■ Study text
====

Iliff’s lab studies the glymphatic system and its role in neurodegenerative conditions such as Alzheimer’s and traumatic brain injury.

A new device that monitors the waste-removal system of the brain may help to prevent Alzheimer’s and other neurological diseases, according to a study published today in Nature Biomedical Engineering.

In the study, participants were asleep when they wore the device: a head cap embedded with electrodes that measures shifts in fluid within brain tissue, the neural activity from sleep to wakefulness and changes in the brain’s blood vessels.

By measuring these three features, the researchers found they could monitor the brain’s glymphatic system, which acts as a waste-removal and nutrient-delivery system.

This is the first time that researchers have been able to track the flow of glymphatic fluid in individuals at different levels of sleep through a single night. Previously these processes could only be monitored at university research centers by using MRI, an approach that is too slow to track minute changes in individuals’ sleep stages.

“We have assumed that this system operated in a sort of ‘on-off’ manner: ‘on’ during sleep—particularly during slow-wave sleep—and ‘off’ during waking,” said Jeffrey Iliff, co-author of the study and a professor in psychiatry and neurology at the University of Washington School of Medicine.

====

■ Activity A
According to the brain-monitoring article, which journal published the study?
■ Activity B
Please reproduce the part of the brain-monitoring article that opens with the words containing "By measuring these" and closes with "and nutrient-delivery system.".
The records come from a separate source.

■ Material shown
====

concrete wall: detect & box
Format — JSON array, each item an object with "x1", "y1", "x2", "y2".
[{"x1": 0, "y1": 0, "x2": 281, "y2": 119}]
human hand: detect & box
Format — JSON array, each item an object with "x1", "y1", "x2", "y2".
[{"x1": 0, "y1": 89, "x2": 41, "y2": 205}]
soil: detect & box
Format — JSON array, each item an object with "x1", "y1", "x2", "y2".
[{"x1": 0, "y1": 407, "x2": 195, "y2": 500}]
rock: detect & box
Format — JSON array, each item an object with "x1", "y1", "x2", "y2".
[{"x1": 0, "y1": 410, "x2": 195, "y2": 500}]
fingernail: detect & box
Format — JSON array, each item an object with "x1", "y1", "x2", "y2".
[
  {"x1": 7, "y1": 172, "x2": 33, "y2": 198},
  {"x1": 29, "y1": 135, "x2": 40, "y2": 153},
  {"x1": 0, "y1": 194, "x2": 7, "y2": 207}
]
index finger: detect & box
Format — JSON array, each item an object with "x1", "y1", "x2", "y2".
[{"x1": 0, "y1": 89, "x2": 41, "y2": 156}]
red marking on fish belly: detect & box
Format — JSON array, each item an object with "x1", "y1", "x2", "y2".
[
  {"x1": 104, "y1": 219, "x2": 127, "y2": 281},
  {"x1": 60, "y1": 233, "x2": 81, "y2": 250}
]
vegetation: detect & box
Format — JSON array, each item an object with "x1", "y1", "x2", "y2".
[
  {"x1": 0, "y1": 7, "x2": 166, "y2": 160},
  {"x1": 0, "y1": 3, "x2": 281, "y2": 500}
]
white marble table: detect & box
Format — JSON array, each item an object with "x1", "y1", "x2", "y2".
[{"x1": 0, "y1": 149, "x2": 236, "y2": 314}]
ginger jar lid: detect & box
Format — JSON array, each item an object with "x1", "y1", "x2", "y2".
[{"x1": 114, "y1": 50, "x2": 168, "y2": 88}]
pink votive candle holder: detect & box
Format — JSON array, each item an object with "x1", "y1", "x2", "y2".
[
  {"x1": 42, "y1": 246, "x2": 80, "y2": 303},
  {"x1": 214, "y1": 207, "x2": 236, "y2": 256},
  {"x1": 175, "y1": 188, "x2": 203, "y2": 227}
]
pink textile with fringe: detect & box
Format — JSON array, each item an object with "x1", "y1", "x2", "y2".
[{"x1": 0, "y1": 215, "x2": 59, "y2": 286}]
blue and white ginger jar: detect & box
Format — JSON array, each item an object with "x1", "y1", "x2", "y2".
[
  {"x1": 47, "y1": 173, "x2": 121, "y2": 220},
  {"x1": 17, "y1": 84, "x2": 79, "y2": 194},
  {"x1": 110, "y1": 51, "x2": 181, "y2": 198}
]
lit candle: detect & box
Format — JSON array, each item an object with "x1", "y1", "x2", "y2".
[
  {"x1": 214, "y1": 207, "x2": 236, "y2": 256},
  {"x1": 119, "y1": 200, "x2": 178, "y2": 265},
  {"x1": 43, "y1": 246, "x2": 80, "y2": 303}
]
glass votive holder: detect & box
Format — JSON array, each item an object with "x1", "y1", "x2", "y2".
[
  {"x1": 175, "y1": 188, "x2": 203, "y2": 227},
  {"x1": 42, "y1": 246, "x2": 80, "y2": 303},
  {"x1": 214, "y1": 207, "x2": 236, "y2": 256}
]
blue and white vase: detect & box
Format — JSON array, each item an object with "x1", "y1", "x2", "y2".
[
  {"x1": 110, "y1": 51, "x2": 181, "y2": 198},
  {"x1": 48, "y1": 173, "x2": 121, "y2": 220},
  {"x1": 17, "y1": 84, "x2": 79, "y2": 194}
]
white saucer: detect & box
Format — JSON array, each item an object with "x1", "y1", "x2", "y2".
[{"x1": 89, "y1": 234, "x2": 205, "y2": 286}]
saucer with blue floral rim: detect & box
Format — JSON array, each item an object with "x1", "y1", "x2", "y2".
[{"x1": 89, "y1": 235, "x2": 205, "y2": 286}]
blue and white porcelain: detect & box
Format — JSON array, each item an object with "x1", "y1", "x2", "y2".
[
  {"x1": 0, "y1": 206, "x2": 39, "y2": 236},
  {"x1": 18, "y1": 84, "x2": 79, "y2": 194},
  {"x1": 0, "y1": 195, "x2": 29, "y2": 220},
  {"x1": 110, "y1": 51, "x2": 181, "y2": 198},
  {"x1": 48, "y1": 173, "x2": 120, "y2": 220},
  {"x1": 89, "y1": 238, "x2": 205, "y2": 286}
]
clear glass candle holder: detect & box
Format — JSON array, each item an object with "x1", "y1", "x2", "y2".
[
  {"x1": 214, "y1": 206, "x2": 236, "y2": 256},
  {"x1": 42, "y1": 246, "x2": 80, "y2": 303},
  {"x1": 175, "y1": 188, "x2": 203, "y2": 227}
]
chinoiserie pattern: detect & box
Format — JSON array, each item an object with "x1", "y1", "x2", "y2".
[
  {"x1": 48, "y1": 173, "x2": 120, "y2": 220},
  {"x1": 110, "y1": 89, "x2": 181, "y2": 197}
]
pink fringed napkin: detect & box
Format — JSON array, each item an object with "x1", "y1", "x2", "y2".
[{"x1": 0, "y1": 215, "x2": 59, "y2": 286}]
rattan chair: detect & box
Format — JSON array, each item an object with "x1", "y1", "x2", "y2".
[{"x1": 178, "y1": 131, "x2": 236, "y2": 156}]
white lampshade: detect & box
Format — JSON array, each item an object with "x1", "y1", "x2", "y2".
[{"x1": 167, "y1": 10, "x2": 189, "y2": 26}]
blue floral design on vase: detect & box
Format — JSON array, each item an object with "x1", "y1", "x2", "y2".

====

■ Written solution A
Nature Biomedical Engineering.

■ Written solution B
By measuring these three features, the researchers found they could monitor the brain’s glymphatic system, which acts as a waste-removal and nutrient-delivery system.